エネルギーにしろ、税と社会保障にしろ、問題はきわめて多面的で複雑だ。一度の国民的議論でスッキリ結論がでるようなものではない。だからこそまず「ゼロ」という方向性を確認し、そこから今度は「そのためにはどんなハードルがあるのか」「どういう条件ならどうなるか」という国民的議論を繰り返し、それを積み重ねていく以外に合意形成はできない。一度きりの国民的議論で「結論」を出したら、「あとはお任せ」ではないのだ。

政権交代に対する国民の期待は、日本が直面する難題について「どうなっており、どうなりうるか」を、政治が国民と共有することにあったはずだ。民主党がやるべきことは、「いろいろ問題もありますが、できたこともこれだけあるんです」という“言い訳”ではない。「ここまでは進めました。そこから先に行くには、こういうハードルがあり、こういう課題を解決しなければなりません」と言って、主権者市民のフォロワーシップを醸成することだ。

データ欄
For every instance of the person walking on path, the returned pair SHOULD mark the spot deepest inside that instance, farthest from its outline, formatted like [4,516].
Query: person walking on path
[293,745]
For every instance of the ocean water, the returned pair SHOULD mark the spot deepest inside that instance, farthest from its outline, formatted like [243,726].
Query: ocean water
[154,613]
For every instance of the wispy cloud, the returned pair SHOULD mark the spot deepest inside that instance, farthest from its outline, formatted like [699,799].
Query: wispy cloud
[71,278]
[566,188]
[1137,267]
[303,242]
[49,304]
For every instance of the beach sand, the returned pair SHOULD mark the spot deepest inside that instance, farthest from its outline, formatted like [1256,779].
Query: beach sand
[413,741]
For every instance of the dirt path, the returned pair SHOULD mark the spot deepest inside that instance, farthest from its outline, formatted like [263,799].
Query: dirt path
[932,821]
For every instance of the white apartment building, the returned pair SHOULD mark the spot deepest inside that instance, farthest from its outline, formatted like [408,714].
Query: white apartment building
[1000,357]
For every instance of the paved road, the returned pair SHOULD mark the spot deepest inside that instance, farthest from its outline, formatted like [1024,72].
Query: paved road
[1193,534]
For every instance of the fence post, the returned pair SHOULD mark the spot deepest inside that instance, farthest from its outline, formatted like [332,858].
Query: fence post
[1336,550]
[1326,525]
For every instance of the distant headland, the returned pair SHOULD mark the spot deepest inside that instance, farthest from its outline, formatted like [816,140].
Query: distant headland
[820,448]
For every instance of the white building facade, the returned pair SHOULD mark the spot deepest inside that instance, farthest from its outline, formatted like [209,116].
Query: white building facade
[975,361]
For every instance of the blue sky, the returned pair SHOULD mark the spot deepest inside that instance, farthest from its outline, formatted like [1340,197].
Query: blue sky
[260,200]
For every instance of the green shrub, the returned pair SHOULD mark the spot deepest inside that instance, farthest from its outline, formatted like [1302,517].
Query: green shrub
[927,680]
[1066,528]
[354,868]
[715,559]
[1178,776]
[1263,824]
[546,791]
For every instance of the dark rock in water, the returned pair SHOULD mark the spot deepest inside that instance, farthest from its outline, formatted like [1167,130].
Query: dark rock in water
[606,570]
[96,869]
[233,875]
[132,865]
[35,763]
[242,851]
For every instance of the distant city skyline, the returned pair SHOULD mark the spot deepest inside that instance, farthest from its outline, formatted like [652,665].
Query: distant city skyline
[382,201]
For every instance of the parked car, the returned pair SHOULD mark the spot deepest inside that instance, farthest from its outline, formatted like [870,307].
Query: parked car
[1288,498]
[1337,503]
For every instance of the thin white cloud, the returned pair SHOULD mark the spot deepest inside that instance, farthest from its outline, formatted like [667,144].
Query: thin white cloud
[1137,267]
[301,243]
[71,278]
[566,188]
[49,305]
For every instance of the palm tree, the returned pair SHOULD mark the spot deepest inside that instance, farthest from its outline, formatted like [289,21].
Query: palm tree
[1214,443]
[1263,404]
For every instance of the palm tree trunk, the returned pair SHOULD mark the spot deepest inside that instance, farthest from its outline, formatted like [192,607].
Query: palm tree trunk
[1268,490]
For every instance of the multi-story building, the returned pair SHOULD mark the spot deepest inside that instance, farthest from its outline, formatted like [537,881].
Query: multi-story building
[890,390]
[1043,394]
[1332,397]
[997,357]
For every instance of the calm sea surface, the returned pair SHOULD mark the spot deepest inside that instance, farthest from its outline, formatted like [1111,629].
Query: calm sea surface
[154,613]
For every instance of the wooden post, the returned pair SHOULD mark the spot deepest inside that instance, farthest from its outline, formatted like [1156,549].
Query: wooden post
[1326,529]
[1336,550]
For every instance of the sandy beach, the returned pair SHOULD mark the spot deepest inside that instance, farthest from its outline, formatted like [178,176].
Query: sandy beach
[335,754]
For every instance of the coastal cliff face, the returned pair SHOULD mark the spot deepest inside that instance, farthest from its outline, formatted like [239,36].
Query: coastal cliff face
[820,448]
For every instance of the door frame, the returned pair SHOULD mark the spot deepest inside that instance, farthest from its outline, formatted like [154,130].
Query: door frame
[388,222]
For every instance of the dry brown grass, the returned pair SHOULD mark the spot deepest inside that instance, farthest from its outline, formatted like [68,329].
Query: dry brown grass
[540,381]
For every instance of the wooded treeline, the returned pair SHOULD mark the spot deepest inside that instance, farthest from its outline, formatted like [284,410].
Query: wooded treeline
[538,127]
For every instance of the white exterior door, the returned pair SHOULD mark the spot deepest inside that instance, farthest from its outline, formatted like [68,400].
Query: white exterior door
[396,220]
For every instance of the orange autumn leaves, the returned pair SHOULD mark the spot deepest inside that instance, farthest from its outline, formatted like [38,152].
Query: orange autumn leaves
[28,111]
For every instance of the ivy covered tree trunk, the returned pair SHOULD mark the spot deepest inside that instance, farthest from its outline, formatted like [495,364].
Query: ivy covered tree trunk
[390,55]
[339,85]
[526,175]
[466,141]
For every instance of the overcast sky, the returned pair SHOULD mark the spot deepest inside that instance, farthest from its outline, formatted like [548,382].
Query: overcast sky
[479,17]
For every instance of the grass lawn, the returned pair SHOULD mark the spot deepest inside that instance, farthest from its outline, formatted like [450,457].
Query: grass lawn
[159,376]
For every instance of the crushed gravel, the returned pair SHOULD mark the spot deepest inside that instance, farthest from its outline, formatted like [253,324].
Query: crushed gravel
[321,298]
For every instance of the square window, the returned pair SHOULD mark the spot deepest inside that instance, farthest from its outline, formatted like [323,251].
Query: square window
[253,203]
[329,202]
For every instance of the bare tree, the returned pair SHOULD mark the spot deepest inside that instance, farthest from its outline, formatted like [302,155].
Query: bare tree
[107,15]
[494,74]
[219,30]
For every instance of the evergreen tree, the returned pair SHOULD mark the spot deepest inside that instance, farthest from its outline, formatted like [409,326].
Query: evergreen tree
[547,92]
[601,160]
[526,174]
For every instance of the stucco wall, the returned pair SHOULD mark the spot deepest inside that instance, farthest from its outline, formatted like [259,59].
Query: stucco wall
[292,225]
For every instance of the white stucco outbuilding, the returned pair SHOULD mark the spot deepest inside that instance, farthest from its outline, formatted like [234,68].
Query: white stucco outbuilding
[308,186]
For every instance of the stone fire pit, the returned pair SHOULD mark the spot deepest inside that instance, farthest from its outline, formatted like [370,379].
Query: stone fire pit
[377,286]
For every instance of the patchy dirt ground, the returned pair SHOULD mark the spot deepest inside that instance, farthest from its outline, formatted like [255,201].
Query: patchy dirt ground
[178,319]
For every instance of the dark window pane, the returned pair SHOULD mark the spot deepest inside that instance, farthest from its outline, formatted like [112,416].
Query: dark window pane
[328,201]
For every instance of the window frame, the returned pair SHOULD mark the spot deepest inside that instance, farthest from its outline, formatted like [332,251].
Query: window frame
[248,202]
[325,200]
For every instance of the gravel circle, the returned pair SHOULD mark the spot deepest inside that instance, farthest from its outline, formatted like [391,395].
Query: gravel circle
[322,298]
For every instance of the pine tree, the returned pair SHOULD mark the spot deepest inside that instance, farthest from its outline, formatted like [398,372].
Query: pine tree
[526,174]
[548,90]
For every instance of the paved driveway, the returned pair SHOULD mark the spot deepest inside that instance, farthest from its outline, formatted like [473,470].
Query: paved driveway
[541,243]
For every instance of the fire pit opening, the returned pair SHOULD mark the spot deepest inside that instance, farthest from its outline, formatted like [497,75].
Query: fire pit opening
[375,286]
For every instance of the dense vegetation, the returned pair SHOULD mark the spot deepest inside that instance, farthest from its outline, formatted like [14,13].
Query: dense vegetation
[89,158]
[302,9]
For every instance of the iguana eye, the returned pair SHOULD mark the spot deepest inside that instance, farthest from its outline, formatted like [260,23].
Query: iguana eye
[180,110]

課題
(1) 本文では、政権交代に対する国民の期待はどこにあったはずだとされているか。
(2) 次の (a)〜(c) が本文の内容と一致するかどうかを、はい・いいえで答え、判断の根拠となる本文の語句をそのまま引用せよ。
(a) エネルギーや税と社会保障の問題は、一度の国民的議論で結論を出せるものだとされている。
(b) 合意形成に向けて、まず「ゼロ」という方向性を確認することが挙げられている。
(c) 民主党がやるべきことは、できたことを並べる“言い訳”だとされている。

解答
(1) 日本が直面する難題について「どうなっており、どうなりうるか」を、政治が国民と共有することにあったはずだとされている。

(2)
(a) いいえ。「一度の国民的議論でスッキリ結論がでるようなものではない」
(b) はい。「まず「ゼロ」という方向性を確認し」
(c) いいえ。「「いろいろ問題もありますが、できたこともこれだけあるんです」という“言い訳”ではない」